EXERCISE DESCRIPTION
Exclude the pictures. Transcribe exactly, and only, the lines from the one holding "[[38, 222], [44, 307], [161, 304], [142, 227], [75, 166]]" to the end of the material below.

MATERIAL FOR THIS TASK
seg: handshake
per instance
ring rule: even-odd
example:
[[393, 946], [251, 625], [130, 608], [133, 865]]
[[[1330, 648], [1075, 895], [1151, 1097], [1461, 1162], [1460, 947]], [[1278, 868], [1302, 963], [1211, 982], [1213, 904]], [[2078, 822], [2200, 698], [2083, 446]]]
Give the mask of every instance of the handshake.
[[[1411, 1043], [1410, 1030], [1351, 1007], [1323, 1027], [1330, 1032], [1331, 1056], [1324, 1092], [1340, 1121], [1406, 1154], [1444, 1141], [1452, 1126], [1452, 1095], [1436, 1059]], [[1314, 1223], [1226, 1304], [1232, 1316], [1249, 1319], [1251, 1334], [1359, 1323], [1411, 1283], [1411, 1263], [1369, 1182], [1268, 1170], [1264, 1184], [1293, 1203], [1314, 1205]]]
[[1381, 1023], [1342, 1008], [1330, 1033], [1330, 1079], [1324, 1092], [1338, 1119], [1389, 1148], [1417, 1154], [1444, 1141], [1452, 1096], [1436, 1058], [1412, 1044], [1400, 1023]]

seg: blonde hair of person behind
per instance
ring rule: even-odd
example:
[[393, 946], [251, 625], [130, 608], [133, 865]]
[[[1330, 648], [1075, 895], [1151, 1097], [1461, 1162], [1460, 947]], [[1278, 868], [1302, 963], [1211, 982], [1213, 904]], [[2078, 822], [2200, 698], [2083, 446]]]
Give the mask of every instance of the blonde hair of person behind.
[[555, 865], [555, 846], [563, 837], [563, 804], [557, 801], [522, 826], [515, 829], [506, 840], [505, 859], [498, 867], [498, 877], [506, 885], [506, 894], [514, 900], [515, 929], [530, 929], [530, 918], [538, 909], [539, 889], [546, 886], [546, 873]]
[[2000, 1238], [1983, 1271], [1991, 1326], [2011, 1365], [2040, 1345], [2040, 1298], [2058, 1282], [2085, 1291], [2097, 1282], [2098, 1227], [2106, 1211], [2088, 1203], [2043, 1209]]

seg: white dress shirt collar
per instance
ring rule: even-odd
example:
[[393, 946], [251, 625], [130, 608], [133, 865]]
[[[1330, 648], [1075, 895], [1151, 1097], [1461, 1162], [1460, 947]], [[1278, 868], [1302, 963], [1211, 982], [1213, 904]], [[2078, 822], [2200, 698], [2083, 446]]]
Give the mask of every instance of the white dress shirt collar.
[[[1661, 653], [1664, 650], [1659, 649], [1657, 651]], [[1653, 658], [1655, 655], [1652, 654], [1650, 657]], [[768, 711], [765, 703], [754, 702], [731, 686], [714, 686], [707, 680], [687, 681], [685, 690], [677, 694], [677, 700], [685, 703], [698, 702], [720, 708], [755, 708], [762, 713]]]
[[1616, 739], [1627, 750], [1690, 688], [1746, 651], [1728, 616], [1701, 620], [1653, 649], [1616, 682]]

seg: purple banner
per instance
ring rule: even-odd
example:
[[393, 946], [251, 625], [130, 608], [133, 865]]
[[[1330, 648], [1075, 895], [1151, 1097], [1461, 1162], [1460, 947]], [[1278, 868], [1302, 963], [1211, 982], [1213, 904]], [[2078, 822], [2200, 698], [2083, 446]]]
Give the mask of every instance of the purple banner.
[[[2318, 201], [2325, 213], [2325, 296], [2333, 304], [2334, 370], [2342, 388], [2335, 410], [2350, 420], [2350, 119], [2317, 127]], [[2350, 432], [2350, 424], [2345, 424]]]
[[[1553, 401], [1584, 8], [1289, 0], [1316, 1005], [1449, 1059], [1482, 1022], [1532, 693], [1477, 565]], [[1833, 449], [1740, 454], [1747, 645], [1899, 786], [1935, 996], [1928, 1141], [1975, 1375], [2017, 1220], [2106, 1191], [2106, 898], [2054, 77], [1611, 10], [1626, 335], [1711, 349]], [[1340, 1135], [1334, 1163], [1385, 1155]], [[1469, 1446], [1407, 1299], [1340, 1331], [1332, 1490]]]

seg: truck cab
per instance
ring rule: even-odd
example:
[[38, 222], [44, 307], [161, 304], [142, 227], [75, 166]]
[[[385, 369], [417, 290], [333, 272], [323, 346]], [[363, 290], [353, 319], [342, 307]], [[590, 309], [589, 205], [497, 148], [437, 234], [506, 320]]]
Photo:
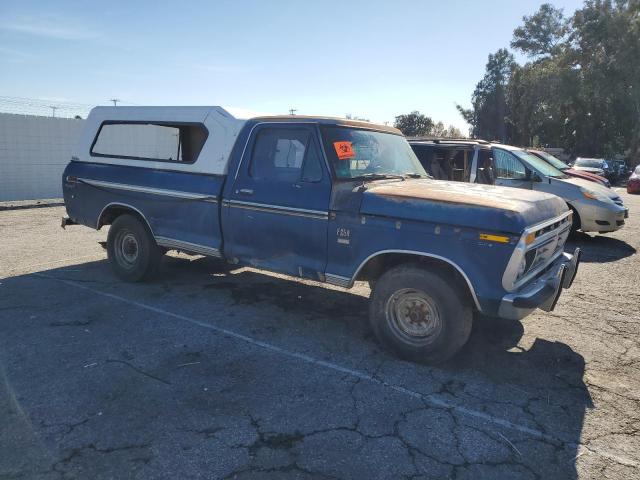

FINAL ANSWER
[[38, 222], [44, 307], [161, 304], [142, 227], [75, 166]]
[[[385, 369], [417, 290], [333, 272], [323, 346]], [[363, 290], [353, 319], [342, 307]], [[590, 309], [589, 205], [497, 148], [437, 234], [506, 320]]]
Photo:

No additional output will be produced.